- SOURCE DOCUMENT -
◆ ◆ ◆ ◆ ◆
2011 Cicero Speechwriting Awards winners singular power of oral communication
March 09, 2011
Last month Peggy Noonan, the most famous living speechwriter, declared that the Internet has “rescued and restored” speeches as a relevant political force. Today, the more than two dozen winners of Vital Speeches‘ fourth annual Cicero Speechwriting Awards are being announced and released in the free downloadable e-book These Vital Speeches.
They prove Noonan’s point about the power of oral rhetoric.
This year’s Grand Award winner is a prime example of how sometimes only a speech will do. It’s a speech by Risa Lavizzo-Mourey, M.D., CEO of the Robert Wood Johnson Foundation. The speech took place at Harvard, where Lavizzo-Mourey went to medical school and “where the rest of my life really began.” She returned 40 years later to look today’s students and faculty in the eye and tell them that they ought to live lives of what she calls “positive deviance.”
“Don’t be locked in by the walls of your office or the silo of your job,” she says in the speech. “There are few things as meaningful as helping, healing and pushing our society to change itself for the good of all of us.”
“Reading many of these speeches, one realizes that there are some business situations and some social moments when only a speech will do,” says David Murray, program chairman for the Cicero Speechwriting Awards. “The speeches delivered to audiences—and submitted to the Cicero Speechwriting Awards every year—by Fortune 500 CEOs, nonprofit leaders, diplomats and ordinary citizens confirm the enduring power of oral communication.”
Legendary JFK speechwriter Ted Sorensen died late in 2010 during the 2011 Cicero Speechwriting Awards entry season, but he left a proper coda: “The right speech on the right topic delivered by the right speaker in the right way at the right moment … can ignite a fire, change men’s minds, open their eyes, alter their votes, bring hope to their lives, and, in all these ways, change the world. I know. I saw it happen.”
◆ ◆ ◆ ◆ ◆
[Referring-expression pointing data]
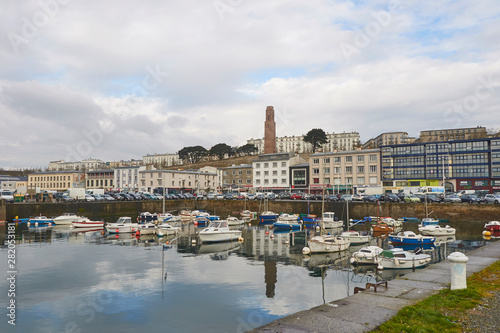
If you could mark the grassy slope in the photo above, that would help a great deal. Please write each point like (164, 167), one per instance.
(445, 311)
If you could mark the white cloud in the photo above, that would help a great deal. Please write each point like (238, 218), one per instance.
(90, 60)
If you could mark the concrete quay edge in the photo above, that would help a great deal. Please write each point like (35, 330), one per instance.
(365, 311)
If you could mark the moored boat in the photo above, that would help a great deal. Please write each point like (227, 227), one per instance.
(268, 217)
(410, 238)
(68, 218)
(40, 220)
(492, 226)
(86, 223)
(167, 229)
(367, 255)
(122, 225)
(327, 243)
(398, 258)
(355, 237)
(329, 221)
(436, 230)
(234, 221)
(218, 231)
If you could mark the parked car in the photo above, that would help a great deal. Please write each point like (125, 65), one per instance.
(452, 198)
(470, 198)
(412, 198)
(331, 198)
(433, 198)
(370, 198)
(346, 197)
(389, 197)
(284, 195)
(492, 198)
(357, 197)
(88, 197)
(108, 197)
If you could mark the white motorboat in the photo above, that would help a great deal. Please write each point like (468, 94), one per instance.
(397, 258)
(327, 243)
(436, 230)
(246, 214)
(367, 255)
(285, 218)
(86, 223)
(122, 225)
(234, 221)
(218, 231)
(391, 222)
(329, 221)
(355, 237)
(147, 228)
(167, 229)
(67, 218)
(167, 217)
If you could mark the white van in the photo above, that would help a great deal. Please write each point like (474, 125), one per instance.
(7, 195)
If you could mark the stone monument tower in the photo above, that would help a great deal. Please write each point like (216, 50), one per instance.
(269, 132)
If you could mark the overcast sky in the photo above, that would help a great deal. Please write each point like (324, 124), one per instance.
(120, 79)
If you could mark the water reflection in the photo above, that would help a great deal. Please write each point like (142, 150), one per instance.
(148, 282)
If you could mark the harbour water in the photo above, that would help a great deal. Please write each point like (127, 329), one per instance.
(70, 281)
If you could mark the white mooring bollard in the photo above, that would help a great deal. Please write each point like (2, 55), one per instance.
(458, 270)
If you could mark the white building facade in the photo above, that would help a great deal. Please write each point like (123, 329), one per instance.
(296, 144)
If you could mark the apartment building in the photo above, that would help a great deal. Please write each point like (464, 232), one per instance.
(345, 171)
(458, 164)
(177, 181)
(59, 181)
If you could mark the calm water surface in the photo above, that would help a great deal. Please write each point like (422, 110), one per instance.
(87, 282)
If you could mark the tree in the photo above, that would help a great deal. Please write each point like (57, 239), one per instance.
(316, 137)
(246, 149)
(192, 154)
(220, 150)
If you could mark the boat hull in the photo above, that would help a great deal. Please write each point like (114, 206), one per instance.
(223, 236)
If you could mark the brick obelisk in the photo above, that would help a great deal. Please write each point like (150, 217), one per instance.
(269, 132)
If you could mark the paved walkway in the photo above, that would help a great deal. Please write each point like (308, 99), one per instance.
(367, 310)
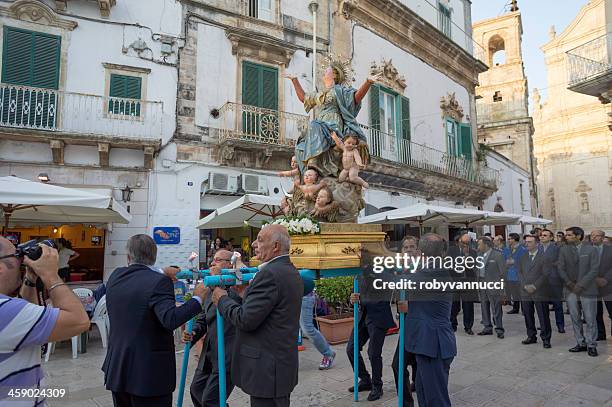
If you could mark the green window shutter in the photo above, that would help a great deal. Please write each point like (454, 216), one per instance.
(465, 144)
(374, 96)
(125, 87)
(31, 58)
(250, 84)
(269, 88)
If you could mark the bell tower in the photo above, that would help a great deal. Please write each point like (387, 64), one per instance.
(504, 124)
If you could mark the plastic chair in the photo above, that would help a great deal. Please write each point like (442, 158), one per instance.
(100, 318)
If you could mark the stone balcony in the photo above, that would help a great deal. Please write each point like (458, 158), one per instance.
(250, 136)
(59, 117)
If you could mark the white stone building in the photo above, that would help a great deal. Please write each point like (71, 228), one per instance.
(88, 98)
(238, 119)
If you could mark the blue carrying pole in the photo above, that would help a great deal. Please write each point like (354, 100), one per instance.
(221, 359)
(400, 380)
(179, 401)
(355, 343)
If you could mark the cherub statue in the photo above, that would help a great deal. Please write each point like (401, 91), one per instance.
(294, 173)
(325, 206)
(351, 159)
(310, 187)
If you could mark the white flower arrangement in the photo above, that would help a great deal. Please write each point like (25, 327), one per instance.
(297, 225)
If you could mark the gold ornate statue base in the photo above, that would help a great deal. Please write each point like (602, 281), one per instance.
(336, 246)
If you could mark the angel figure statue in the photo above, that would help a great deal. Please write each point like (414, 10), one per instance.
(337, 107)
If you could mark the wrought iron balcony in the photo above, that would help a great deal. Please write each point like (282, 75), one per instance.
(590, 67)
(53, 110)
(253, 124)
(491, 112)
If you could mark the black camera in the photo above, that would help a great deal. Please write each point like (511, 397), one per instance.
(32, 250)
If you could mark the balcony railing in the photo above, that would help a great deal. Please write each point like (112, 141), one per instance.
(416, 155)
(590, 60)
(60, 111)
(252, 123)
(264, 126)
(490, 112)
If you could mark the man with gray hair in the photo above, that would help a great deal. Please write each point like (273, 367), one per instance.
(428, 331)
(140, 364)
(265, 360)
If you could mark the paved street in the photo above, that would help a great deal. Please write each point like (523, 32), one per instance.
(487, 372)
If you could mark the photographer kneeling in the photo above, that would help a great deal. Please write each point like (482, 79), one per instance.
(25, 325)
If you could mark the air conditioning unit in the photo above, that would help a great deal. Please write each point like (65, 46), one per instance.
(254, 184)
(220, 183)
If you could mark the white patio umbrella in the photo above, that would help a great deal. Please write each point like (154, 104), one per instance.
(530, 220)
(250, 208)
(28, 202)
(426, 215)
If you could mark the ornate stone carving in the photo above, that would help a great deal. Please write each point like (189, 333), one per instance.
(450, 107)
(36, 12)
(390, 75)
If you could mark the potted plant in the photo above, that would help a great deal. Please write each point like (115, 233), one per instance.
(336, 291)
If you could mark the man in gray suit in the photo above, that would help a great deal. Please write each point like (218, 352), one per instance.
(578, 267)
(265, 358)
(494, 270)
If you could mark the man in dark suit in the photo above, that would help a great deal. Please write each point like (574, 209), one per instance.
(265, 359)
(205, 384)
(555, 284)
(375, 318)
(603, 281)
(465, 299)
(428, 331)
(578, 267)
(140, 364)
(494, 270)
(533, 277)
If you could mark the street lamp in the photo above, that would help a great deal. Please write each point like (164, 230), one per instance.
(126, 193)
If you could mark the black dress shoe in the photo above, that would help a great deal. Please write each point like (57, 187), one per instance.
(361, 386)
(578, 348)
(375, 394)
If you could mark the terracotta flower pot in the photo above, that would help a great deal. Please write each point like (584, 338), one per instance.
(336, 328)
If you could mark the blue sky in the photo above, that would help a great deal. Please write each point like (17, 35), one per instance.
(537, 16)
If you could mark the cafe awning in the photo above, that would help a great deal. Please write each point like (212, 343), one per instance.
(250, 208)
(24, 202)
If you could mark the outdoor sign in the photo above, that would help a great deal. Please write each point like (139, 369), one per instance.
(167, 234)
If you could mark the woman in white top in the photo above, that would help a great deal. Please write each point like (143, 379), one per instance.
◆ ◆ ◆ ◆ ◆
- PROMPT 1 -
Repeat word for word everything in the Cicero Awards article from "2011 Cicero Speechwriting Awards winners" down to "These Vital Speeches.".
- PROMPT 2 -
According to the Cicero Awards article, whose speech won the Grand Award?
The rows have no connection to the Cicero Awards article.

- EXERCISE RESPONSE 1 -
2011 Cicero Speechwriting Awards winners singular power of oral communication
March 09, 2011
Last month Peggy Noonan, the most famous living speechwriter, declared that the Internet has “rescued and restored” speeches as a relevant political force. Today, the more than two dozen winners of Vital Speeches‘ fourth annual Cicero Speechwriting Awards are being announced and released in the free downloadable e-book These Vital Speeches.

- EXERCISE RESPONSE 2 -
Risa Lavizzo-Mourey, M.D., CEO of the Robert Wood Johnson Foundation.